• **Exercise brief**
Please give the data again in full, exactly as provided.

• **Information given**
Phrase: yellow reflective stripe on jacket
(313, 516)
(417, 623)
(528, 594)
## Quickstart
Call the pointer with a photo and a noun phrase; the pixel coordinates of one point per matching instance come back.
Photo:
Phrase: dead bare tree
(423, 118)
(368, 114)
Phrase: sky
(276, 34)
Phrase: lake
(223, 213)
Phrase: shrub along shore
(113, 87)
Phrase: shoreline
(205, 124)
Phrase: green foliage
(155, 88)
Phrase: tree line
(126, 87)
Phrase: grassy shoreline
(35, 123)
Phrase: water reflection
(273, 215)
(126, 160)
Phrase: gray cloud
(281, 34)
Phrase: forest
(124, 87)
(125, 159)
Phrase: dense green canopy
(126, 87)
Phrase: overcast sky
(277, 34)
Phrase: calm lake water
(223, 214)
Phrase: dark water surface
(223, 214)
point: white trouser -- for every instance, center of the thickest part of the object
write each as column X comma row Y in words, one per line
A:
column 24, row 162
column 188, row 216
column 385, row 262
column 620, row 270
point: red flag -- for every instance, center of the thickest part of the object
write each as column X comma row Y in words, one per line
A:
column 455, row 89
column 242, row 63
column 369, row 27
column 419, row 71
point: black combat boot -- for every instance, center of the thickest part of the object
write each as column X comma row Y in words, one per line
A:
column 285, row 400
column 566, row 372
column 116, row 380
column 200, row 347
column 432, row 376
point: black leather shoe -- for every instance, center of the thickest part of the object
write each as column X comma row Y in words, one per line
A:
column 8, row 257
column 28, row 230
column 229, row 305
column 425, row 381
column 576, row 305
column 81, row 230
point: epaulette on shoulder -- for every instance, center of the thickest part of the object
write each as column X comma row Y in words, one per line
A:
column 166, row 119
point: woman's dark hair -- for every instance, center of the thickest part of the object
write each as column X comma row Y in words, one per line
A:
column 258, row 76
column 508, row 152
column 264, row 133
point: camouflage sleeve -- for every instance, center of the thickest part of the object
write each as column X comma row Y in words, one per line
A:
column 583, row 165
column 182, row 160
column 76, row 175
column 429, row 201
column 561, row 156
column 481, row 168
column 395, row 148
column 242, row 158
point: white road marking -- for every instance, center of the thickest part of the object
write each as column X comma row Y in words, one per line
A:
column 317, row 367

• **Task answer**
Phrase: yellow reflective stripe on jacket
(313, 516)
(417, 623)
(528, 594)
## Quickstart
Call the pointer with a photo and a noun phrase; the pixel coordinates of one point per matching instance come back.
Photo:
Phrase: dead bare tree
(423, 118)
(368, 114)
Phrase: sky
(276, 34)
Phrase: lake
(223, 213)
Phrase: shrub along shore
(113, 87)
Phrase: shoreline
(205, 124)
Phrase: green foliage
(155, 88)
Phrase: tree line
(126, 87)
Phrase: grassy shoreline
(35, 123)
Phrase: water reflection
(273, 215)
(126, 160)
Phrase: gray cloud
(281, 34)
Phrase: forest
(124, 87)
(125, 159)
Phrase: dense green canopy
(126, 87)
Phrase: overcast sky
(277, 34)
Phrase: calm lake water
(223, 214)
Phrase: dark water surface
(223, 214)
point: white trouser -- for every instance, center of the thickest part of the object
write each as column X comma row Y in words, one per line
A:
column 24, row 162
column 188, row 216
column 385, row 262
column 620, row 270
point: red flag -- for every instance, center of the thickest part of the object
write each as column X comma row Y in words, one per line
A:
column 455, row 89
column 242, row 63
column 369, row 27
column 419, row 71
point: black combat boot -- for every instance, center of the thickest part of the object
write each as column X comma row Y in words, one per line
A:
column 285, row 400
column 566, row 372
column 116, row 380
column 200, row 347
column 432, row 376
point: black leather shoe -- for every instance, center of the thickest part of the object
write each as column X comma row Y in words, one per line
A:
column 8, row 257
column 28, row 230
column 229, row 305
column 425, row 381
column 576, row 305
column 81, row 230
point: epaulette on shoulder -- for every instance, center of the thickest part of the object
write each as column X comma row Y in words, one per line
A:
column 166, row 119
point: woman's dark hair -- for every instance, center of the thickest part of the object
write each as column X comma row Y in words, one per line
A:
column 258, row 76
column 508, row 152
column 264, row 133
point: camouflage sleeve -- for every instance, center of the thickest part of the object
write each as column X comma row Y in words, one per line
A:
column 583, row 165
column 182, row 160
column 76, row 175
column 429, row 201
column 561, row 156
column 481, row 168
column 395, row 148
column 242, row 158
point: white road marking -- for every instance, center of the thickest part of the object
write each as column X comma row Y in words, one per line
A:
column 317, row 367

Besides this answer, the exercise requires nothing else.